Input data:

-.-.-

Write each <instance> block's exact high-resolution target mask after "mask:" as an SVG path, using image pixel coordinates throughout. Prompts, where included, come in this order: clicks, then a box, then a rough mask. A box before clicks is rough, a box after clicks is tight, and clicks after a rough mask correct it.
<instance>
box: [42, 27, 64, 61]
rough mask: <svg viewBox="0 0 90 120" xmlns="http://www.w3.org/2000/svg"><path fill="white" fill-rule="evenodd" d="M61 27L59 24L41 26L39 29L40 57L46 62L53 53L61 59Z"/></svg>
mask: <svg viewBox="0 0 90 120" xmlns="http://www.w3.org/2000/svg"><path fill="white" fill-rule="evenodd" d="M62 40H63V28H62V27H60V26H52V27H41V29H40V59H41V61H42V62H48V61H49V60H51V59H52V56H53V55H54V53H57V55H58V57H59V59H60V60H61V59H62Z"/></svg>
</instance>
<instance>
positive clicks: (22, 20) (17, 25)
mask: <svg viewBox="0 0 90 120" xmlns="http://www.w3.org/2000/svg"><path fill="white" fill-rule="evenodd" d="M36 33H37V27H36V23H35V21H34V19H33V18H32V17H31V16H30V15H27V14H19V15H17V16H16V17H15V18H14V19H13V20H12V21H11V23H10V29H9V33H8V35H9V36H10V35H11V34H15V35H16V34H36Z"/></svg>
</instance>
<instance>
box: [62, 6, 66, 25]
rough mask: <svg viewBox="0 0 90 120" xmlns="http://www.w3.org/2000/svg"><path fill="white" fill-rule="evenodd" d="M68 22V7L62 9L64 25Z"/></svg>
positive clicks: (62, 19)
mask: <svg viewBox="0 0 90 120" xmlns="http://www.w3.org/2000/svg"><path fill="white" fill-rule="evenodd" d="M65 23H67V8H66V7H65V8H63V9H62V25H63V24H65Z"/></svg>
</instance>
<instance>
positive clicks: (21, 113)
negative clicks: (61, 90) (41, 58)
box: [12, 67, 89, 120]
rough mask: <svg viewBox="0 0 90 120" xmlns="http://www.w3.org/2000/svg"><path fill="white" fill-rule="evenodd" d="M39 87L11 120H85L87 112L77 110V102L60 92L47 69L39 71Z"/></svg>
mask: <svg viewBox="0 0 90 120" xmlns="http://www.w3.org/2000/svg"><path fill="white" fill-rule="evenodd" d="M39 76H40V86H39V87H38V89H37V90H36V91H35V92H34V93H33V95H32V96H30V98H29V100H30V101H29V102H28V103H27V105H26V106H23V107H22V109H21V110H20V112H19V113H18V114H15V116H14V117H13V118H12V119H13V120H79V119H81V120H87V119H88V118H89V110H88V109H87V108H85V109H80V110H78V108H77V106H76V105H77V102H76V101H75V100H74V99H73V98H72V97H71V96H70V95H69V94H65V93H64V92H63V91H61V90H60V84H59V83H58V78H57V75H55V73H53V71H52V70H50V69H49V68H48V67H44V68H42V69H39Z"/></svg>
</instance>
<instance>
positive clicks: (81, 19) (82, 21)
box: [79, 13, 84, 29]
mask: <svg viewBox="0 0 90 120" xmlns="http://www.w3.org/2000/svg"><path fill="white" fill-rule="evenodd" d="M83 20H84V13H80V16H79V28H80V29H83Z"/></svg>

-.-.-

Required action:
Please restate every record above word for word.

Answer for this exercise:
Write each <instance> block's exact high-resolution target mask after "mask:" as an SVG path, using image pixel coordinates throughout. Prompts, where included, come in this order: clicks, then a box, then a rough mask. A box before clicks is rough, a box after clicks is tight, and clicks after a rough mask correct it.
<instance>
box: [42, 27, 64, 61]
rough mask: <svg viewBox="0 0 90 120" xmlns="http://www.w3.org/2000/svg"><path fill="white" fill-rule="evenodd" d="M61 27L59 24L41 26L39 29L40 57L46 62L53 53L61 59Z"/></svg>
mask: <svg viewBox="0 0 90 120" xmlns="http://www.w3.org/2000/svg"><path fill="white" fill-rule="evenodd" d="M62 40H63V28H62V27H60V26H52V27H41V29H40V59H41V61H42V62H48V61H49V60H51V59H52V56H53V55H54V53H57V55H58V57H59V59H60V60H61V59H62Z"/></svg>
</instance>
<instance>
positive clicks: (22, 20) (17, 25)
mask: <svg viewBox="0 0 90 120" xmlns="http://www.w3.org/2000/svg"><path fill="white" fill-rule="evenodd" d="M36 33H37V27H36V23H35V21H34V19H33V18H32V17H31V16H30V15H27V14H19V15H17V16H16V17H15V18H14V19H13V20H12V21H11V23H10V29H9V33H8V35H9V36H10V35H11V34H15V35H16V34H36Z"/></svg>
</instance>
<instance>
box: [62, 6, 66, 25]
rough mask: <svg viewBox="0 0 90 120" xmlns="http://www.w3.org/2000/svg"><path fill="white" fill-rule="evenodd" d="M68 22V7L62 9L64 25Z"/></svg>
positive clicks: (62, 19)
mask: <svg viewBox="0 0 90 120" xmlns="http://www.w3.org/2000/svg"><path fill="white" fill-rule="evenodd" d="M65 23H67V8H66V7H65V8H63V9H62V25H63V24H65Z"/></svg>
</instance>
<instance>
positive clicks: (21, 113)
negative clicks: (61, 90) (41, 58)
box: [12, 67, 89, 120]
rough mask: <svg viewBox="0 0 90 120" xmlns="http://www.w3.org/2000/svg"><path fill="white" fill-rule="evenodd" d="M39 87L11 120H85L87 112L77 110V102L60 92L47 69L39 71Z"/></svg>
mask: <svg viewBox="0 0 90 120" xmlns="http://www.w3.org/2000/svg"><path fill="white" fill-rule="evenodd" d="M39 76H40V86H39V87H38V89H37V90H36V91H35V92H34V93H33V95H32V96H30V98H29V100H30V101H29V102H28V103H27V105H26V106H23V107H22V109H21V110H20V112H19V113H18V114H15V116H14V117H13V118H12V119H13V120H79V119H81V120H87V119H88V118H89V110H88V109H87V108H85V109H80V110H78V108H77V106H76V105H77V102H76V101H75V100H74V99H73V98H72V97H71V96H70V95H69V94H65V93H64V92H63V91H61V90H60V84H59V83H58V78H57V75H55V73H53V71H52V70H50V69H49V68H48V67H44V68H42V69H39Z"/></svg>
</instance>
<instance>
positive clicks: (81, 19) (82, 21)
box: [79, 13, 84, 29]
mask: <svg viewBox="0 0 90 120" xmlns="http://www.w3.org/2000/svg"><path fill="white" fill-rule="evenodd" d="M83 20H84V13H80V16H79V28H80V29H83Z"/></svg>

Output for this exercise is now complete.